Pandemic-era scheme to reclaim parking meters may cost city $120.7 million

US

The $1.16 billion deal that privatized Chicago’s parking meters has been the gift that keeps on giving for private investors, who have long since recouped their investment and raked in $150.9 million in additional revenues last year.

But, the widely despised 2008 agreement could get $120.7 million worse thanks to a risky scheme authorized by former Mayor Lori Lightfoot.

Determined to reduce or eliminate so-called “true-up” payments that required the city to compensate Chicago Parking Meters LLC each year for meters taken out of service, the Lightfoot administration came up with a way to use the pandemic to its advantage.

It called for the city to reclaim 4,011 parking spaces at a time when the stay-at-home shutdown had dramatically reduced the value of those spaces, then give 2,646 of those spaces back to CPM two months later — but retain 1,361 parking spaces for the city.

Project manager Ben Davidson devised the plan to “remove and add back parking spaces in a strategic way that would add value to the system,” according to an independent arbitrator’s ruling against the city.

“Davidson was aware that the scheme would have a long-term impact on CPM’s revenue stream, as the city would retain 1,361 spaces and the revenue generated by those spaces. … In deciding which spaces to ‘flip,’ Davidson focused principally on maximizing the financial benefit to the city,” the ruling states.

“He acknowledged in his deposition that these actions would reduce the aggregate revenue value of the concession. Davidson understood the plan carried a risk that CPM would sue the City.”

Chicago Parking Meters CEO Dennis Pedrelli sent a letter to Lightfoot’s Chief Financial Officer Jennie Bennett on Nov. 18, 2021, underscoring that risk.

“The current values at which the city has designated the spaces for conversion do not reflect the actual values of those spaces both historically and going forward. Should the city subsequently convert the spaces back to concessions spaces, the potential economic harm to the concessionaire and thus the city’s exposure, could grow exponentially,” Pedrelli wrote.

“Either of these actions could materially decrease the market value of the Concession, both immediately and over the long-term. They may impair the current revenues generated from the system and also imperil the value of the Concessionaire’s investment and relationship with third party stakeholders, including investors. … CPM is evaluating the full potential economic consequences of the City’s action. But it is apparent that the actions would give rise to rights in favor of the Concessionaire to additional relief.”

- - - -

Tasks to carry out:
• A. In the parking meter article, how many parking spaces would the city retain under the plan?
• B. Pick up the parking meter article after its last sentence and continue it.
The data that follow come from a source separate from the parking meter article.

Collected data entries:
- - - -

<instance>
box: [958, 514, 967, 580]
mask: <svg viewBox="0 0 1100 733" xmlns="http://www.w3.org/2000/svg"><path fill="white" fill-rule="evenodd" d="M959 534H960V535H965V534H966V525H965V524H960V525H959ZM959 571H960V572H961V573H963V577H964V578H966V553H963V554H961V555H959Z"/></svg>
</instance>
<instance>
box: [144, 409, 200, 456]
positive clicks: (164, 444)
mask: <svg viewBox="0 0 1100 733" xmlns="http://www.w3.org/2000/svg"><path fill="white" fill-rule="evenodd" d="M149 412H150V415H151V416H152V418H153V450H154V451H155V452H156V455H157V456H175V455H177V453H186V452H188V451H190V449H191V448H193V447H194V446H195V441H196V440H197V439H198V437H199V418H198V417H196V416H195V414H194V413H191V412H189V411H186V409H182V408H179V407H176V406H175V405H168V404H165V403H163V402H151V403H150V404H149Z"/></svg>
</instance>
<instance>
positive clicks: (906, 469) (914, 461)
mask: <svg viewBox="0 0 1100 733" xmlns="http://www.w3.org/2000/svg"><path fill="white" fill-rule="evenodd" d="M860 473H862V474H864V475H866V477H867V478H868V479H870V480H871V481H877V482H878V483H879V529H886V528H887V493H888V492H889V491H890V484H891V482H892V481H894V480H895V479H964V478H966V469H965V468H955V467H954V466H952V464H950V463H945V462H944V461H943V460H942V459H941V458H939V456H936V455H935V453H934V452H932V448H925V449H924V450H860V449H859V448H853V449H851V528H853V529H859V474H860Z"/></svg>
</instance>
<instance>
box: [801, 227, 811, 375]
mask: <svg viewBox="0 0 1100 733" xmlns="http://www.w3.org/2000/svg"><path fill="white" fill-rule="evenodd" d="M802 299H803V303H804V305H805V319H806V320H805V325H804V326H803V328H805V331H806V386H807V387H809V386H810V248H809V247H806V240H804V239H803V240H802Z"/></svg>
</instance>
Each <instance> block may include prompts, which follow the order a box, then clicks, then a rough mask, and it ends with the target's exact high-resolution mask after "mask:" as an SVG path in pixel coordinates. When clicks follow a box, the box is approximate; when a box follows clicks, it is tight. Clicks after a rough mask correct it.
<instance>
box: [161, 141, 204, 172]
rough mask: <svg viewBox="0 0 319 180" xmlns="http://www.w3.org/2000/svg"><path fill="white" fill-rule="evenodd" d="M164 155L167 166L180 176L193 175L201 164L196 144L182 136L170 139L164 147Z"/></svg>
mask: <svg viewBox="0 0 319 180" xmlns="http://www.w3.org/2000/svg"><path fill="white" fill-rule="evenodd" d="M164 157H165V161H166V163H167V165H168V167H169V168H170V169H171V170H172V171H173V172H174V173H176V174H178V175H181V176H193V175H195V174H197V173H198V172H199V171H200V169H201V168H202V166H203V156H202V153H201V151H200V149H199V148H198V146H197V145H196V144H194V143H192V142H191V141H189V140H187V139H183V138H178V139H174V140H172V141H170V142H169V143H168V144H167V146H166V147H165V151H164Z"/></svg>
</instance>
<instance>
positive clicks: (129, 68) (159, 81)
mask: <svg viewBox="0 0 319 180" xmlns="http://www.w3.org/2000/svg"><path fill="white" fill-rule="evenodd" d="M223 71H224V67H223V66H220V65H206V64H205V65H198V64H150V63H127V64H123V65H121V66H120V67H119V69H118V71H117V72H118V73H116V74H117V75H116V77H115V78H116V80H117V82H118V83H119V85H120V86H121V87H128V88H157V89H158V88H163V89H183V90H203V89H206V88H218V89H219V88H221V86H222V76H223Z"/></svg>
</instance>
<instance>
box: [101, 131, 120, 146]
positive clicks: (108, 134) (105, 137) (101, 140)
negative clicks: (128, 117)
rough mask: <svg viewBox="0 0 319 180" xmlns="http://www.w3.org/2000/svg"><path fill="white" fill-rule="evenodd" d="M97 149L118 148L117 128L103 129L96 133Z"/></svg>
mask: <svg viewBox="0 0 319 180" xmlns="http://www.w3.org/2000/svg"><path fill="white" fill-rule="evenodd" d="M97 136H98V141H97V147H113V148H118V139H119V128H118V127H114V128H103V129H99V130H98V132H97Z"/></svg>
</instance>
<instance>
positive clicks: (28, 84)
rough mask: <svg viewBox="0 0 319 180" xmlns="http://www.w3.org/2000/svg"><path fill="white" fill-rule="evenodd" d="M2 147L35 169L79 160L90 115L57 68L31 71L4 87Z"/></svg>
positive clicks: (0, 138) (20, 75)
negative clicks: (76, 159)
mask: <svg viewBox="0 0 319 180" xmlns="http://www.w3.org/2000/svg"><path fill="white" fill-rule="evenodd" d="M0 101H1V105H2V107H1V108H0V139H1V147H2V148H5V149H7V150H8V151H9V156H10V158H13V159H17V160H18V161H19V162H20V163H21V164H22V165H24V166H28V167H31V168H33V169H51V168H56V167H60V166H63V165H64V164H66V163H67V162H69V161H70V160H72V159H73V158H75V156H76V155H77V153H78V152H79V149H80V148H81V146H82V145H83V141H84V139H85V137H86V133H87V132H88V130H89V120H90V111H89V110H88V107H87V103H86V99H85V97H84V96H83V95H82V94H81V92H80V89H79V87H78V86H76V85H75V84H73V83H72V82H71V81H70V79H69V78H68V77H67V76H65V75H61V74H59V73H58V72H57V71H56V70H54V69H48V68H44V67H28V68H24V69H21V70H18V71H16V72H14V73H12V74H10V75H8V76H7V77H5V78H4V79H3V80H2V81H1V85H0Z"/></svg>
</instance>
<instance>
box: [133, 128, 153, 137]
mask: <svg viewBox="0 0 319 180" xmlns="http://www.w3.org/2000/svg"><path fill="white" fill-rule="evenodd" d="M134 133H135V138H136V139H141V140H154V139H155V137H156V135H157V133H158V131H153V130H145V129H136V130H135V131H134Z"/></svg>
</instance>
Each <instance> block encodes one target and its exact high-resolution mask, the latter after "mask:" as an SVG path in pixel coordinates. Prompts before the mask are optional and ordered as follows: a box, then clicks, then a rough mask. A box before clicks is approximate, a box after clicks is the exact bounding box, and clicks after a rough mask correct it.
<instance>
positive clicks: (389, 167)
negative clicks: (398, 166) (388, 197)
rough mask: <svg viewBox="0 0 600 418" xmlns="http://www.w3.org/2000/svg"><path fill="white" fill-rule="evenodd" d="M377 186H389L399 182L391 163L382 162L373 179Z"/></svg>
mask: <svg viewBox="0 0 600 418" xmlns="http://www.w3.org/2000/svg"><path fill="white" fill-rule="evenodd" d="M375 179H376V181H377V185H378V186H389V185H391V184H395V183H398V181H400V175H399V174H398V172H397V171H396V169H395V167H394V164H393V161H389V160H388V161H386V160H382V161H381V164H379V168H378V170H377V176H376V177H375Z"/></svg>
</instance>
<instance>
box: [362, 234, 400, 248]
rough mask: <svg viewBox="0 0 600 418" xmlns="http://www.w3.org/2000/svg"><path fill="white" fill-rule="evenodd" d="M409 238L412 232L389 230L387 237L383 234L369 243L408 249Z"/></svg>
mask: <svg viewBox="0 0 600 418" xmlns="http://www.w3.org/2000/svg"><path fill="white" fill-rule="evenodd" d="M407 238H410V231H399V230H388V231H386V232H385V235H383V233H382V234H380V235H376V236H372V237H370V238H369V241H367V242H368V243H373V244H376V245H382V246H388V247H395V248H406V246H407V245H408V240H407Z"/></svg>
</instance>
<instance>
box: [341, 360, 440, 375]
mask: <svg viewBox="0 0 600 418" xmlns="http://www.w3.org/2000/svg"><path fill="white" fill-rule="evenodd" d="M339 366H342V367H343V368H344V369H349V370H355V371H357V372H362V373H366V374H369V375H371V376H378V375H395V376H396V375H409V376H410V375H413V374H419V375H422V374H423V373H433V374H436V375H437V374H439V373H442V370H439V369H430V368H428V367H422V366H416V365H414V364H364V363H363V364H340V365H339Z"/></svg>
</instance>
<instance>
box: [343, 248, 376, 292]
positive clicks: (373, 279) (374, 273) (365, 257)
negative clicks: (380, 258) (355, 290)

- - - -

Results of the tasks:
• A. 1,361 parking spaces.

• B.
The Lightfoot administration forged ahead “notwithstanding this explicit warning.” That triggered a legal battle that saw the company’s expert peg its losses at $321.5 million and the city’s own expert acknowledge a $120.7 million loss to private investors.

The arbitrator found the city expert’s estimate “more reliable.”

Bennett did not return repeated phone calls. Lakesha Gage Woodard, spokesperson for the city’s current CFO, Jill Jaworski, had no immediate comment.

Civic Federation President Joe Ferguson said the meter deal “screwed Chicagoans” so badly, it’s “not surprising that there is a continuing endeavor to try to figure out how to mitigate its effect.”

So Ferguson doesn’t fault Lightfoot for trying to “make lemons out of lemonade,” as former Mayor Rahm Emanuel once put it.

“The problem is that we tend to lose almost every time we try to push the envelope,” Ferguson said.

The scheme should have been cleared with both the Law Department and the company, he said, adding that $120.7 million is “a lot of money at a time when we don’t have it.”

With 59 years left on the 75-year lease, Chicago Parking Meters LLC now has recouped its entire $1.16 billion investment and well over half a billion dollars more. The latest audit shows $150.9 million in parking meter revenues last year, up from $140.4 million in 2022.

The parking meters, the downtown garages and the Skyway were all unloaded by former Mayor Richard M. Daley, who used the money to avoid raising property taxes while city employee pension funds sank deeper in the hole.

Of those three deals, the parking meter lease has been the biggest political nightmare for the mayors who inherited it and for the City Council members who gave it lightning-fast approval.

There were steep rate hikes initially. The metered rate for parking downtown, for example, went from $3 an hour in 2008 to $6.50 an hour in 2013.

Motorists were so incensed, they vandalized and boycotted meters, leading to a dramatic drop in on-street parking. Revenues eventually recovered — until the pandemic.